**What you are asked to do**
Reproduce the lines below word for word, omitting the pictures.

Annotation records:

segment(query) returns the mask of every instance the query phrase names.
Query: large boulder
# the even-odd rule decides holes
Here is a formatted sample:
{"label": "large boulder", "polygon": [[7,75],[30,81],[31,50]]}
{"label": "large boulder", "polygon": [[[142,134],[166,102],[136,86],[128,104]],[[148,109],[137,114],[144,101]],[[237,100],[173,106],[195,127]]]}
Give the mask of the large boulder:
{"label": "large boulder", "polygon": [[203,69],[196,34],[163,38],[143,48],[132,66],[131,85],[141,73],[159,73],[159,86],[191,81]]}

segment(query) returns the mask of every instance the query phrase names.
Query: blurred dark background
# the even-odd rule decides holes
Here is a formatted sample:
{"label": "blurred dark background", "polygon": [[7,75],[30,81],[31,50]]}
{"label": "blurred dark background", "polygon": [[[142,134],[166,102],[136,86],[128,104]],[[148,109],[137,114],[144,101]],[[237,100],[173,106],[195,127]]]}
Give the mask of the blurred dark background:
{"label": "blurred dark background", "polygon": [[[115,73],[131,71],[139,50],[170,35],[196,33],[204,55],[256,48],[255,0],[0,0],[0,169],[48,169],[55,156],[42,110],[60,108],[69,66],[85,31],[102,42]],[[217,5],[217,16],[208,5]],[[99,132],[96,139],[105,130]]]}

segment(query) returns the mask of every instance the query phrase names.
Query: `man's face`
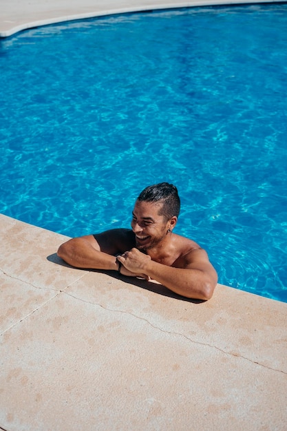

**Task solution**
segment(query) returns the mask of every instance the query phrase names.
Query: large boulder
# the even-odd rule decides holes
Here is a formatted sample:
{"label": "large boulder", "polygon": [[7,75],[30,81],[31,50]]}
{"label": "large boulder", "polygon": [[[142,134],[166,102],[136,86],[128,104]],[[148,109],[137,114],[144,101]],[[237,100],[173,106],[195,127]]]}
Give the mask of the large boulder:
{"label": "large boulder", "polygon": [[203,69],[196,34],[163,38],[143,48],[132,66],[131,85],[141,73],[159,73],[159,86],[191,81]]}

segment(query) returns the mask of every instance the query phrase names.
Query: blurred dark background
# the even-odd rule decides holes
Here is a formatted sample:
{"label": "blurred dark background", "polygon": [[7,75],[30,81],[31,50]]}
{"label": "blurred dark background", "polygon": [[[142,134],[166,102],[136,86],[128,104]],[[148,109],[137,114],[144,101]],[[237,100],[173,106],[195,127]]]}
Give the mask of the blurred dark background:
{"label": "blurred dark background", "polygon": [[[115,73],[131,71],[139,50],[170,35],[196,33],[204,55],[256,48],[255,0],[0,0],[0,169],[48,169],[55,156],[42,110],[60,108],[69,66],[85,31],[102,42]],[[217,5],[217,16],[208,5]],[[99,132],[96,139],[105,130]]]}

segment(query) returns the mask of every instance the query phrase names.
Query: `man's face`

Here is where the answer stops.